(Annotation records for image boxes)
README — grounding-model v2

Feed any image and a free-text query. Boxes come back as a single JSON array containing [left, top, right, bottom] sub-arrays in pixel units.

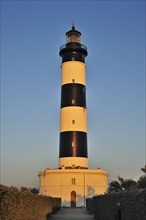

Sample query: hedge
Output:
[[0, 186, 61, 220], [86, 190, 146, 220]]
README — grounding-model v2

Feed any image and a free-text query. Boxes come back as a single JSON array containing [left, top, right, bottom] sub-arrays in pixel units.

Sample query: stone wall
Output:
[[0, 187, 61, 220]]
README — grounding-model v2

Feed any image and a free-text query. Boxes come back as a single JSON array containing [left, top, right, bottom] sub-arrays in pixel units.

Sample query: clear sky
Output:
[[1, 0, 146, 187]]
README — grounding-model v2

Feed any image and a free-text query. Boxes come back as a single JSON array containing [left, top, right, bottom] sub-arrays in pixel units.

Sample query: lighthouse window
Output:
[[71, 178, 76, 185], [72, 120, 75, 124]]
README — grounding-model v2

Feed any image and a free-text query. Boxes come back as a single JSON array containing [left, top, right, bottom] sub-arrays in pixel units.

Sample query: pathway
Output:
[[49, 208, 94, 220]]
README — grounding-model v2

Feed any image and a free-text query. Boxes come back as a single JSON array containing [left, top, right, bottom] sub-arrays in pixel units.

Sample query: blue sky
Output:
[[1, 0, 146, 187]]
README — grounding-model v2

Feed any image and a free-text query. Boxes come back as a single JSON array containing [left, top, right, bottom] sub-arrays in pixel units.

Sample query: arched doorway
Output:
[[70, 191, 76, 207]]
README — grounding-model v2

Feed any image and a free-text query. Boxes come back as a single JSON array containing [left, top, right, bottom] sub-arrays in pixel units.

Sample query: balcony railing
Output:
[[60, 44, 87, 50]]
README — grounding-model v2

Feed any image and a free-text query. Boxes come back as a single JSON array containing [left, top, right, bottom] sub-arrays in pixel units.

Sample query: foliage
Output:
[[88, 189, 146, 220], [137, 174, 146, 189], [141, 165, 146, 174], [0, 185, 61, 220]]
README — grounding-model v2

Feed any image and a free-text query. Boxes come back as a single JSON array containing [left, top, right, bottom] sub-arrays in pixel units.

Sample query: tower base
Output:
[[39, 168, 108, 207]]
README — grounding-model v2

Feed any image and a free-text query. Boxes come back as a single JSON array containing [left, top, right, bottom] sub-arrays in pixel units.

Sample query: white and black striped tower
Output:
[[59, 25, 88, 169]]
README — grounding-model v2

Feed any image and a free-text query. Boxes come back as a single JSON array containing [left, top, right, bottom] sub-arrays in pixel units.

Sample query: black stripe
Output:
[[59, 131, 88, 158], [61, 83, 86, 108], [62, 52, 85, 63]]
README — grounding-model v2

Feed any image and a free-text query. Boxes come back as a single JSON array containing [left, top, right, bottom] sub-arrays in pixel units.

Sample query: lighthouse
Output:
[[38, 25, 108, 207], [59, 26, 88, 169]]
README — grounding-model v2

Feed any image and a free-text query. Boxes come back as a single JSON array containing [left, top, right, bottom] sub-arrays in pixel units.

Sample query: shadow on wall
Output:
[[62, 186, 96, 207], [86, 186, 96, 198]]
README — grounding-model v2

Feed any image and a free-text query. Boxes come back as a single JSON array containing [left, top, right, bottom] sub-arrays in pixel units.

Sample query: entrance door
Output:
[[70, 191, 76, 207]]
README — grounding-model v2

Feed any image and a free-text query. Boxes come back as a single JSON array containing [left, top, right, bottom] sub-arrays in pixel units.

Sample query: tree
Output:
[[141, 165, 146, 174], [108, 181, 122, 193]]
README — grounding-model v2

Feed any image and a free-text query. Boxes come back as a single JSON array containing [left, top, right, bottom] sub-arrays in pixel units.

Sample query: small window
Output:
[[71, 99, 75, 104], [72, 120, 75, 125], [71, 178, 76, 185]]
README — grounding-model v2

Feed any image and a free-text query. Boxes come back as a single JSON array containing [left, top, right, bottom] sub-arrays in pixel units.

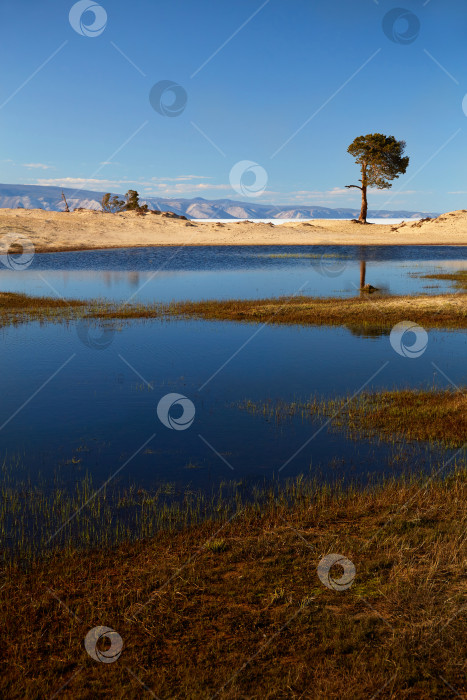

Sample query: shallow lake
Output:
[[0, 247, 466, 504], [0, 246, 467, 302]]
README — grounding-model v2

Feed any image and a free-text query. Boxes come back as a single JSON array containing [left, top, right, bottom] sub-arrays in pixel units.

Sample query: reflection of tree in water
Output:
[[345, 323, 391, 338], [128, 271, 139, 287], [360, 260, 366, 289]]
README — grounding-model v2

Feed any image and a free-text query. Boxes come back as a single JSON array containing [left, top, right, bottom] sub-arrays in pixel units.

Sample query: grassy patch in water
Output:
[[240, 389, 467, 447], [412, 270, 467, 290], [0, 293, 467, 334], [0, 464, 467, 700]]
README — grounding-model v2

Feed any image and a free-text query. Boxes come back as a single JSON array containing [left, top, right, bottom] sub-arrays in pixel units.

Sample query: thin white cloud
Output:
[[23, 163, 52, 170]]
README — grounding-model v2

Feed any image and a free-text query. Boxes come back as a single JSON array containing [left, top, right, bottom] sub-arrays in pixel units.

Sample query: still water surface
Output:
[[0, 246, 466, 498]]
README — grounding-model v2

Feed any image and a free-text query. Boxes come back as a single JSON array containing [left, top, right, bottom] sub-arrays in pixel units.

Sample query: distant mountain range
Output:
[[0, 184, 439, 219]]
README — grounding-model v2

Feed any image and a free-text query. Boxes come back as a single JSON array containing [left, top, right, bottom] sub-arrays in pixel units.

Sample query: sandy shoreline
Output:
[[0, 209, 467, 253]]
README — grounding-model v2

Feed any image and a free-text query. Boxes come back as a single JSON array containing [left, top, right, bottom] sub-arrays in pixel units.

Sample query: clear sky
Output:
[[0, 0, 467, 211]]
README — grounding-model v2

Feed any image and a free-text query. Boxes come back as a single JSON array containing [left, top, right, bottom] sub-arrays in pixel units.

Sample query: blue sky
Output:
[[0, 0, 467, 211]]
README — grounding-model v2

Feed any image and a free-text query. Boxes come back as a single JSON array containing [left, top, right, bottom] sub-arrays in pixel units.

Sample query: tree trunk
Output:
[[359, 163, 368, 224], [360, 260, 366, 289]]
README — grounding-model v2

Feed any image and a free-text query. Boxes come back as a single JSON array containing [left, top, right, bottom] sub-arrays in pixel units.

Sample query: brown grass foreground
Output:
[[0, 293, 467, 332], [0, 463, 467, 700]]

== Work instructions ==
Please copy the lines above exactly as they appear, all of them, but leave out the pictures.

== Task answer ==
README — grounding-model v2

Feed any image and a free-text query. Boxes come back as a single JSON array containing [left, top, right, bottom] sub-arrays in pixel units.


Sample query: hedge
Output:
[[0, 186, 61, 220], [86, 190, 146, 220]]
README — grounding-model v2

Feed any image and a free-text query. Boxes come back as a single JSON array containing [left, top, right, bottom] sub-arrays in pixel units.

Sample query: stone wall
Output:
[[0, 187, 61, 220]]
README — grounding-model v2

Feed any image and a free-text query. Boxes come back as a single JSON array containing [left, top, right, bottom] sub-arrays in pixel units.

Sample query: clear sky
Output:
[[1, 0, 146, 187]]
README — grounding-model v2

Feed any image and a free-text query. Boxes come back as a single JSON array containing [left, top, right, bottom] sub-arrays in pixel units.

Sample query: lighthouse window
Output:
[[71, 178, 76, 185], [72, 120, 75, 124]]
README — grounding-model v2

Feed any image and a free-text query. Boxes come back as a single JSON array containing [left, top, right, bottom] sub-arrays in pixel units.

Sample query: pathway
Output:
[[49, 208, 94, 220]]
README — grounding-model v2

Feed any image and a free-text query. Boxes come back as a single JSON array containing [left, top, right, bottom] sub-arrays in pixel units.

Sample query: blue sky
Output:
[[1, 0, 146, 187]]
README — grounding-model v2

Feed any image and a free-text query. Boxes come back as a single JSON array containing [left, top, right, bottom] sub-arrays in pixel units.

Sample query: arched doorway
Output:
[[70, 191, 76, 207]]
README — grounding-model v2

Feed any image and a free-text query. Boxes come back as a single JSON array containing [left, top, right, bottom] sub-arrays in pixel units.

Sample query: balcony railing
Output:
[[60, 44, 87, 50]]
README — grounding-model v2

Feed any image and a free-text query. Boxes come back as a single JSON array containing [left, top, right, bottom] sub-arrays in pixel units.

Sample query: foliage
Output:
[[88, 189, 146, 220], [137, 174, 146, 189], [141, 165, 146, 174], [0, 185, 61, 220]]
README — grounding-model v2

Feed any image and a free-text query. Boxes come back as a single JSON array containing [left, top, right, bottom] sub-arrays in pixel units.

Sample query: tower base
Output:
[[39, 168, 108, 207]]
README — grounding-model v2

Feed any image and a free-text query. Boxes come back as a single JSON array containing [left, top, right, bottom] sub-arrays in pixel units.

Sample query: white and black striped tower
Output:
[[59, 25, 88, 169]]
README — grounding-model v2

Feed any image and a free-text query. Boxes come back as a single JSON array containing [left, top, right, bottom] sub-arrays in pixel units.

Sample query: black stripe
Output:
[[59, 131, 88, 158], [61, 83, 86, 108], [62, 52, 85, 63]]
README — grounding-model v2

Feed any image and a free-text query. Boxes come back as a single JSON array containing [left, top, right, bottom] sub-arrays in pixel units.

Sample query: lighthouse
Output:
[[38, 25, 108, 207], [59, 26, 88, 169]]
README — grounding-model v2

Feed any image and a free-text query. Boxes come back as a single JSON array containing [left, top, right, bottom] sub-arrays in pixel units.

Sample query: shadow on wall
Output:
[[62, 186, 96, 207], [86, 186, 96, 198]]
README — grounding-model v2

Feed any image and a free-text query. Boxes come back as a single JSON array containing [left, top, right, bottom] sub-arrays in pixel units.

Sample query: entrance door
Output:
[[70, 191, 76, 207]]
README — grounding-model v2

Feed any image and a free-text query. Boxes come back as a single JSON array containing [left, top, right, bottom] sub-arrays in pixel units.

Sample query: tree
Output:
[[141, 165, 146, 174], [108, 181, 122, 193]]
README — grounding-model v2

Feed any image and a free-text query. Boxes come back as a single JSON array containing [left, top, right, bottom] sub-arrays in pixel units.

Sample query: small window
Output:
[[71, 99, 75, 104], [72, 120, 75, 125], [71, 178, 76, 185]]
README — grounding-model v2

Feed any image and a free-text query. Boxes come back as a single JSON array containing [left, top, right, bottom] sub-arrays in pixel units.


Sample query: shallow lake
Output:
[[0, 247, 466, 504], [0, 246, 467, 302]]
README — grounding-model v2

Feed any image and a free-text query. Boxes come back as a single JSON array containing [left, top, right, bottom] sub-arrays in pixel units.

Sample query: reflection of tree in water
Output:
[[345, 323, 391, 338], [128, 271, 139, 287], [360, 260, 366, 289]]
README — grounding-model v2

Feed any image and a free-text query. Boxes come back as a single JSON array containing [left, top, right, bottom] sub-arrays in pixel units.

Sample query: grassy patch in water
Output:
[[240, 389, 467, 447], [412, 270, 467, 290], [0, 293, 467, 334], [0, 464, 467, 700]]
README — grounding-model v2

Feed any image and a free-text query. Boxes come back as a single JSON array containing [left, top, right, bottom] sub-arrays in pixel units.

Sample query: thin white cloud
Output:
[[23, 163, 52, 170]]
README — grounding-model v2

Feed any image and a free-text query. Boxes come back as a single JSON array containing [left, top, right, bottom] sub-arrays in pixel units.

Sample query: still water surface
Output:
[[0, 246, 466, 498]]
README — grounding-model v2

Feed any image and a free-text query. Boxes come back as a single JSON array containing [left, top, right, bottom] sub-arrays in pixel units.

Sample query: distant mountain range
Output:
[[0, 184, 439, 219]]
README — grounding-model v2

Feed any image and a free-text query. Boxes come back as a single JSON array containing [left, top, right, bottom] sub-arrays in pixel units.

Sample query: sandy shoreline
Output:
[[0, 209, 467, 253]]
README — grounding-model v2

Feed any image and a free-text query. Boxes come back as a single JSON array containing [left, top, right, bottom] sub-arrays in pixel units.

Sample query: clear sky
Output:
[[0, 0, 467, 211]]
README — grounding-model v2

Feed any image and a free-text query. Boxes come back as a single JSON array containing [left, top, right, bottom] sub-arrays in pixel units.

Sample query: blue sky
Output:
[[0, 0, 467, 211]]
README — grounding-model v2

Feed any image and a free-text query. Boxes come back as a single JSON array containing [left, top, right, bottom] sub-arrays in pixel units.

Sample query: tree trunk
Output:
[[359, 163, 368, 224], [360, 260, 366, 289]]
README — grounding-model v2

Feed any image and a free-text query. Boxes come back as a single JSON array containing [left, top, right, bottom] sub-arrays in pixel units.

Sample query: brown grass foreground
Output:
[[0, 293, 467, 332], [0, 463, 467, 700]]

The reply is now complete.